TEXT EXTRACT =>
# Anyone here a teacher?



## Voldemort (Aug 24, 2011)

Do you like your job? Do you wish you had done something else or are you happy? Do you have a comfortable life or do you struggle (including financially)?


----------



## ALNF1031 (Jul 27, 2011)

@teddy564339 is a teacher. Sorry for calling you here, but you're the only teacher I know on PerC. xD


----------



## teddy564339 (Jun 23, 2010)

Voldemort said:


> Do you like your job? Do you wish you had done something else or are you happy? Do you have a comfortable life or do you struggle (including financially)?



Teaching is an interesting job because it's a roller coaster and you never quite know what you're going to get. I teach high school math at a public high school in North Carolina (United States).

To me, it all really depends on what kind of students you end up with in each class. I've had classes I've loved, classes I've hated, and everywhere in between.

There are times when I feel like I have the best job in the world, and times where I feel like I can't do it any more and want to quit.

Last year, for example, both semesters I had one class that I really hated, and every day during that period it was like torture. This semester, however, I love all of my classes, and I'm having a blast.


The great thing about teaching is that no matter how bad it gets, you get to start over every year (or in my case, every semester). You also get the summers off, and that's pretty amazing...being able to do whatever you want for two months every year, not to mention two weeks for Christmas and one in the spring.

The pay is low, and in NC it's one of the lowest pay scales in all of the US. I make about $36,000 a year before taxes, and I've been teaching for 5 years. But, I'm single and don't have any kids, so I live decently comfortably. Of course, I don't need a lavish lifestyle to be happy, either.


All in all, it's the right job for me. There are times when I'm extremely stressed out, there are times where I feel like I'm not cut out to do it, and there are times when I honestly feel like quitting and trying something else. But I've also had some students tell me I'm the best math teacher they've ever had, and there are times when it truly is an amazing job.


----------



## hello317 (Apr 16, 2010)

teddy564339 said:


> I've also had some students tell me I'm the best math teacher they've ever had, and there are times when it truly is an amazing job.


This is the most awarding part hearing students saying this.


----------

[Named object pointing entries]
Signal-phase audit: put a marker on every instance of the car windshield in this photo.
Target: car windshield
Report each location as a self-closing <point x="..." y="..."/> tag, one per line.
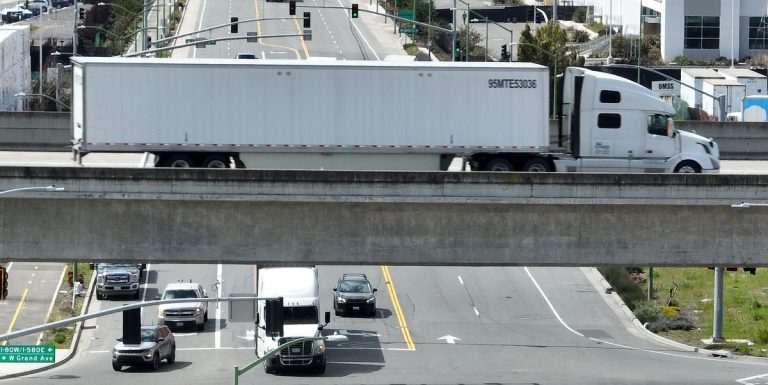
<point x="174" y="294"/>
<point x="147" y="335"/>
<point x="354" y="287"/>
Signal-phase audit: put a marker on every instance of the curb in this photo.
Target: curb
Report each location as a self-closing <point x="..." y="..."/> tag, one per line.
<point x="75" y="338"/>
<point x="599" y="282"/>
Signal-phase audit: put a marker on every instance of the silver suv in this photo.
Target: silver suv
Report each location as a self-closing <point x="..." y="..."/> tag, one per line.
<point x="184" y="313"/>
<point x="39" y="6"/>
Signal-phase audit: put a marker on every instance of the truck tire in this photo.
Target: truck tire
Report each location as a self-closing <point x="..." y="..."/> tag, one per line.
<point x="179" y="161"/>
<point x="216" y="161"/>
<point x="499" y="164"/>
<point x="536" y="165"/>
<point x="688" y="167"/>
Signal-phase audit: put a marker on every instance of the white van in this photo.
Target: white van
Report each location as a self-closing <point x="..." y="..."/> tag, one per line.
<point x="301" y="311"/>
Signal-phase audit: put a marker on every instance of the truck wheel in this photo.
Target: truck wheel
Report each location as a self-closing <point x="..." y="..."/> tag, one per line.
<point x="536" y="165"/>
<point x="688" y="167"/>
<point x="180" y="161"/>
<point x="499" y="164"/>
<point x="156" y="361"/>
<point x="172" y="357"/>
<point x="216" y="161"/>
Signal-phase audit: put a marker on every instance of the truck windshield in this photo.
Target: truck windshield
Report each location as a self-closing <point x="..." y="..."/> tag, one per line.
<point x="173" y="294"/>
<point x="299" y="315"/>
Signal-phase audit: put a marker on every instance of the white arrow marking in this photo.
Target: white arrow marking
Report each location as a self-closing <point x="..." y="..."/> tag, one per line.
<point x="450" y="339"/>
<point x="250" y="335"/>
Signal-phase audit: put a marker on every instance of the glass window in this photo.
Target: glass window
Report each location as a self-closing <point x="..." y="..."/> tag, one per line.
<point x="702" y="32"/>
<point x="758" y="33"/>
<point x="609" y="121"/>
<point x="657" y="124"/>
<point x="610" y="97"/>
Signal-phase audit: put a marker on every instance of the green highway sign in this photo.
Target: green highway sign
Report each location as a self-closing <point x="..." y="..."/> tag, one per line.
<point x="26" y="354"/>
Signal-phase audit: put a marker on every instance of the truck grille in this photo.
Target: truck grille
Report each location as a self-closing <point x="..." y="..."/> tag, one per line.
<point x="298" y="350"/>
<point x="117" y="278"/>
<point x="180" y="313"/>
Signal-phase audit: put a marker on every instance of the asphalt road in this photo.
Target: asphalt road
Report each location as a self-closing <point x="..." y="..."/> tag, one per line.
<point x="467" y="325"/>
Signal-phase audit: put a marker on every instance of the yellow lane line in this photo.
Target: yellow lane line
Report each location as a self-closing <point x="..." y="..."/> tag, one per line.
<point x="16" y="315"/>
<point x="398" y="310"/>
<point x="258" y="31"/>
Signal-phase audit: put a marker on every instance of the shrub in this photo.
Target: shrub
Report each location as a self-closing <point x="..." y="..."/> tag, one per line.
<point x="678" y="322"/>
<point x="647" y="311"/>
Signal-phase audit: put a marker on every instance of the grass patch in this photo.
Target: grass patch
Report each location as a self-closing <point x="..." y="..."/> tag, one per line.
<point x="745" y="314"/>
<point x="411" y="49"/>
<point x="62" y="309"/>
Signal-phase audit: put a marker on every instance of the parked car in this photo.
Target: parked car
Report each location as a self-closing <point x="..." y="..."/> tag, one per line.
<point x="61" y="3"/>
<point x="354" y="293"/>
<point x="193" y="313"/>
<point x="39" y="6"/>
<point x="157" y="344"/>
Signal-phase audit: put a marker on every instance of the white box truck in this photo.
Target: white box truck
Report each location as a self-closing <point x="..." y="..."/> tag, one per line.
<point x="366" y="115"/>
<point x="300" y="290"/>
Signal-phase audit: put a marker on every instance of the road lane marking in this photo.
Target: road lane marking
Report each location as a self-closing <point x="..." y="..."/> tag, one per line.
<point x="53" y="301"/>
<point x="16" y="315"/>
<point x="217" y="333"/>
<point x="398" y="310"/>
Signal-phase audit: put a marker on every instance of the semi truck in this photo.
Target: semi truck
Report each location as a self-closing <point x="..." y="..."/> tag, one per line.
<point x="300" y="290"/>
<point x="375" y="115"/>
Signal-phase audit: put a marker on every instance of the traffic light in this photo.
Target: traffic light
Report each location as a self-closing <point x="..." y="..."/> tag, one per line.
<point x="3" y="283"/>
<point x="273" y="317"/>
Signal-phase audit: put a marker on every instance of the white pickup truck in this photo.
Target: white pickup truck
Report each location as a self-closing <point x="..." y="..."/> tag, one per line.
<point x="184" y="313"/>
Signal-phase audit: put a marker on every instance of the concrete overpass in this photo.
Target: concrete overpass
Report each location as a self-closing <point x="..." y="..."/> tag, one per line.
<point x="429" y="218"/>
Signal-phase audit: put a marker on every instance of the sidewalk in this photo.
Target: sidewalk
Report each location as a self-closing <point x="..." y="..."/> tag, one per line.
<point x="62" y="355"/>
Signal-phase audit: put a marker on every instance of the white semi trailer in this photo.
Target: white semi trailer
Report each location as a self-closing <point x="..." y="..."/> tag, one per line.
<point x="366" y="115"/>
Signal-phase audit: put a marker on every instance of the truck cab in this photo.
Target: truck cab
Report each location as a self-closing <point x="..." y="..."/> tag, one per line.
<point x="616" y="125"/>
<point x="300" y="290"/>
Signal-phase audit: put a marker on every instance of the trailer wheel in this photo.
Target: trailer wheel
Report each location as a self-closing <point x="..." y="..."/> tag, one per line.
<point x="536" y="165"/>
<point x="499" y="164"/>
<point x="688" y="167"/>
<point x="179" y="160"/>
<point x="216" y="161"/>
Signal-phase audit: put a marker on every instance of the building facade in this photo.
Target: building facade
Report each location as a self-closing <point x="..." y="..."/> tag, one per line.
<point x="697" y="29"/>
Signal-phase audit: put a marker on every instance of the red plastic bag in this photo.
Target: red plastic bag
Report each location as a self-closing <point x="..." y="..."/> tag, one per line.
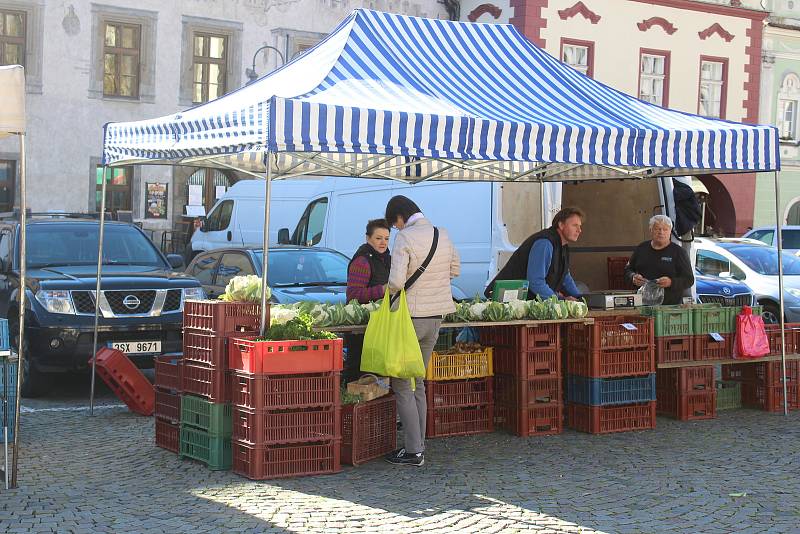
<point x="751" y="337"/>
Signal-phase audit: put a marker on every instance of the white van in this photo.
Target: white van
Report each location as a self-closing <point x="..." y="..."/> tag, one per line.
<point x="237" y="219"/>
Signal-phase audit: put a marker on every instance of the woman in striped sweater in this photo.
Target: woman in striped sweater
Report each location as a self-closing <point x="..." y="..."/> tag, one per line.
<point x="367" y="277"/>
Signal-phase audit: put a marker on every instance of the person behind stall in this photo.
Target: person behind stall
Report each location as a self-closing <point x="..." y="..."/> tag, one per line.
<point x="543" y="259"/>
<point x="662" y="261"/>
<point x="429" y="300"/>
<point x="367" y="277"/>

TO DO => Restate the thread on teaching starting with "To me, it all" and going on through "want to quit.", switching "students" to "pupils". The data is separate material and has no connection to the thread on teaching.

PROBLEM SOLUTION =>
To me, it all really depends on what kind of pupils you end up with in each class. I've had classes I've loved, classes I've hated, and everywhere in between.

There are times when I feel like I have the best job in the world, and times where I feel like I can't do it any more and want to quit.